**Work to complete:** Copy out all the data below, swapping "Reviewer note" for "Annotator note" everywhere it occurs and keeping everything else the same. Omit the pictures.

**Records provided:**
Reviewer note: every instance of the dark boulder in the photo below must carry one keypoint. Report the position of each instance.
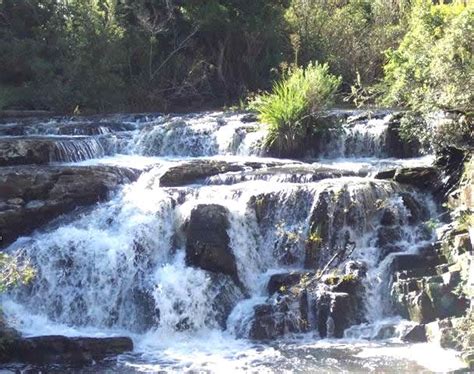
(31, 196)
(417, 211)
(195, 171)
(284, 281)
(227, 295)
(416, 334)
(388, 235)
(397, 147)
(63, 350)
(385, 174)
(422, 177)
(207, 241)
(43, 150)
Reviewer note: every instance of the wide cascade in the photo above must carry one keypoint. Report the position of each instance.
(216, 245)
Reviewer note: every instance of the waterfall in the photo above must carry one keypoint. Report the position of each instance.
(74, 150)
(126, 265)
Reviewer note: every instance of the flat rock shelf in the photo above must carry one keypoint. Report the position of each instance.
(174, 243)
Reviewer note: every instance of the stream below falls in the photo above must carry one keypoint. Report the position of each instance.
(128, 267)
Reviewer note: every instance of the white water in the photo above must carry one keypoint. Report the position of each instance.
(109, 271)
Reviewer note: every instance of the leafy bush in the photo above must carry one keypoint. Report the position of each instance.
(350, 36)
(434, 65)
(288, 108)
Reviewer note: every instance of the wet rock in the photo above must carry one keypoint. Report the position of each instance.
(93, 128)
(420, 177)
(64, 350)
(294, 173)
(228, 294)
(356, 268)
(31, 196)
(389, 218)
(395, 146)
(284, 281)
(249, 117)
(417, 211)
(23, 151)
(420, 308)
(266, 324)
(387, 250)
(388, 235)
(195, 171)
(385, 174)
(207, 241)
(406, 261)
(337, 308)
(416, 334)
(42, 150)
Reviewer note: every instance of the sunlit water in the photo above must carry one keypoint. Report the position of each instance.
(92, 267)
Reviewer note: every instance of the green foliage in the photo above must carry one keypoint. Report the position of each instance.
(434, 66)
(14, 270)
(349, 35)
(288, 108)
(110, 55)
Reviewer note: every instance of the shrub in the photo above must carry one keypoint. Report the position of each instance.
(288, 108)
(349, 35)
(14, 270)
(433, 67)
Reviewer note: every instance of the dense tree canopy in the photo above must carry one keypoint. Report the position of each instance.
(103, 55)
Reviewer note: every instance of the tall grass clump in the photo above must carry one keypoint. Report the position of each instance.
(288, 109)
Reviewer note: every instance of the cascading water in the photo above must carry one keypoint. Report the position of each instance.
(124, 266)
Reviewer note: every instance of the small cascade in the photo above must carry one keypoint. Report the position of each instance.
(200, 135)
(226, 248)
(74, 150)
(359, 138)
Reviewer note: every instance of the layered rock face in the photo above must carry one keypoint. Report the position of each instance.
(32, 196)
(437, 289)
(199, 238)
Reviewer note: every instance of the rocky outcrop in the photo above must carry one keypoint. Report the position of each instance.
(63, 350)
(423, 177)
(435, 288)
(302, 301)
(197, 171)
(207, 241)
(397, 147)
(422, 296)
(294, 173)
(31, 196)
(43, 150)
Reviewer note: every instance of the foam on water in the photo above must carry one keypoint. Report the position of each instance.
(119, 268)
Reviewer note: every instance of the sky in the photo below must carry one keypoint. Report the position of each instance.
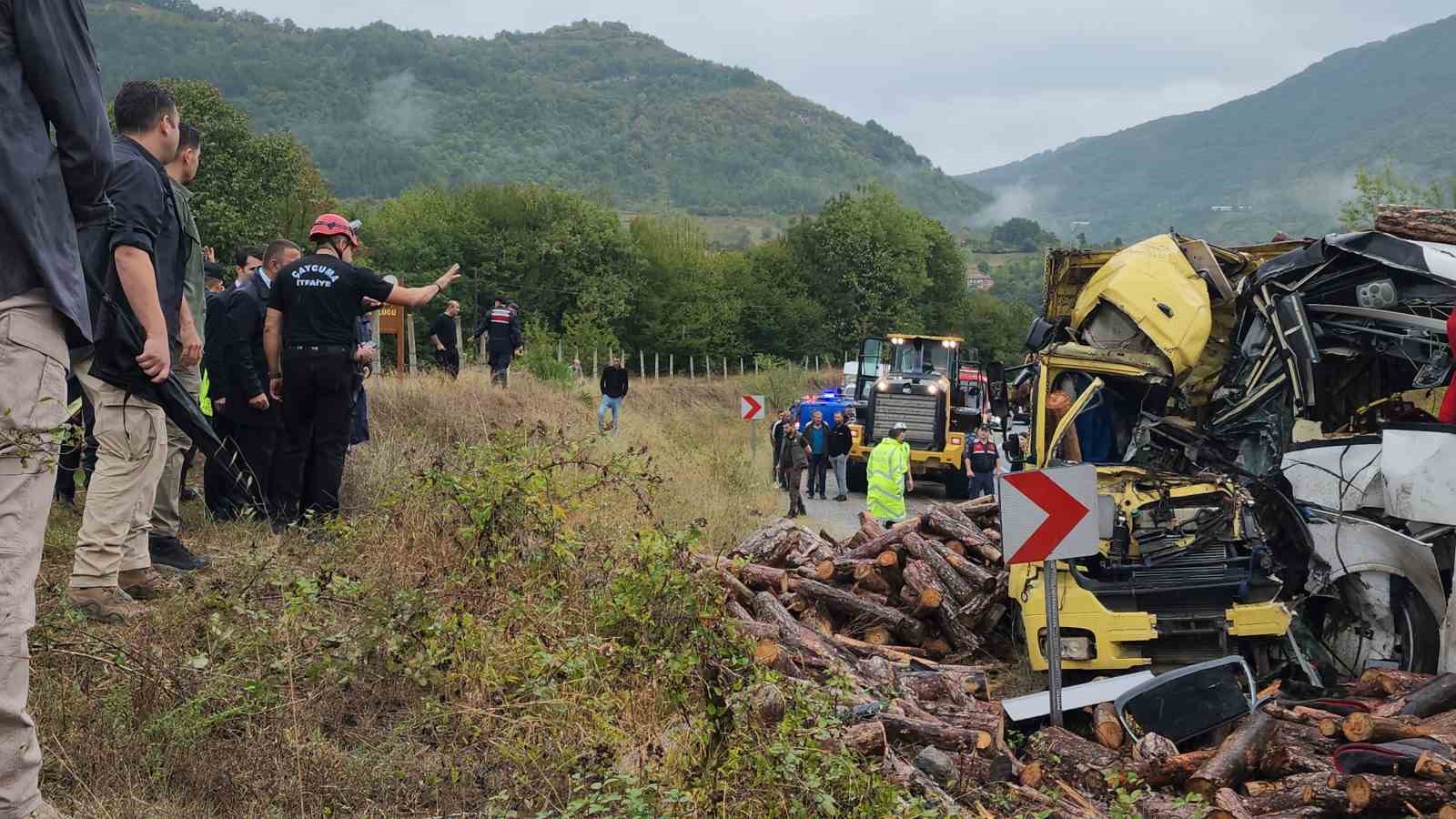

**Exercise answer:**
Annotator note: every instance of the dark boulder in the photo below must carry one keypoint. Report the position of each instance.
(31, 196)
(417, 211)
(195, 171)
(284, 281)
(227, 295)
(416, 334)
(388, 235)
(397, 147)
(63, 350)
(385, 174)
(422, 177)
(207, 241)
(43, 150)
Annotator note: every instance of the wide cascade in the photo above must carry one keypoint. Report the position of each instance.
(216, 245)
Annotator note: every instance of the waterfall in the photo above must carry one keypoint. Report the position of each instance.
(74, 150)
(126, 265)
Annotator note: every instance of the flat rock shelf in the photo above must carry one keypoint. Report the position of each instance.
(174, 243)
Annotator note: every instance of the stream below falls in the photo above must carry one keypoint. Report the position of each instance.
(128, 267)
Annotator note: every instance of the white water in the photo above must carry one keypoint. Report the position of each instance.
(109, 271)
Annotator note: every instance of the leafy bush in the photo above must carry one keypoint. Report the position of each instance.
(350, 36)
(434, 65)
(288, 108)
Annotator note: every instance of the wet rock in the photo above must carry one keypoint. Report the position of each instance.
(93, 128)
(420, 177)
(64, 350)
(294, 173)
(228, 294)
(356, 268)
(31, 196)
(389, 218)
(395, 146)
(284, 281)
(249, 117)
(417, 211)
(23, 151)
(420, 308)
(266, 324)
(387, 250)
(388, 235)
(195, 171)
(385, 174)
(207, 241)
(406, 261)
(337, 308)
(416, 334)
(42, 150)
Annotator note: every instance of the sunlit water in the photo above must carry one keypoint. Report the position of each instance.
(92, 267)
Annotator note: every instance of the green foliage in the photo above must carry one keypoint. Report the position of each instance.
(434, 66)
(14, 270)
(349, 35)
(288, 108)
(110, 55)
Annotator note: every instance of the shrub in the photo above must carry one keypoint. Report the position of each instance.
(288, 108)
(349, 35)
(14, 270)
(433, 67)
Annotator note: every instance of the dense tree canopy in the photo above must carry one keypoint. Report the position of each instance.
(103, 55)
Annotator note: every instance of the tall grass clump in the photo above must carry one keypoint. Report the position of each instance.
(288, 109)
Annotator note: every instance of the cascading water in the photo above must carry one keypoint. Report the position of each instance.
(124, 266)
Annotator note: every instance of the small cascade in the photo above must carry one keypoint. Report the position of each instance.
(200, 135)
(226, 248)
(74, 150)
(359, 138)
Annotator note: every instance of the layered rock face in the photo above must carry one keypoint. Report the position of each instance.
(32, 196)
(437, 289)
(199, 238)
Annotator note: every instance of the rocky outcrop in the photo above must carry one keypoint. Report the position of each instance.
(63, 350)
(423, 177)
(435, 288)
(302, 301)
(197, 171)
(207, 241)
(397, 147)
(422, 296)
(294, 173)
(31, 196)
(43, 150)
Annotator note: every instance of the foam on water in the photo above must carry one keypoint. Report the position of each instance.
(119, 268)
Annotator note: every instance of the sky in the photo below must carry one keypoint. Report the position of each instance.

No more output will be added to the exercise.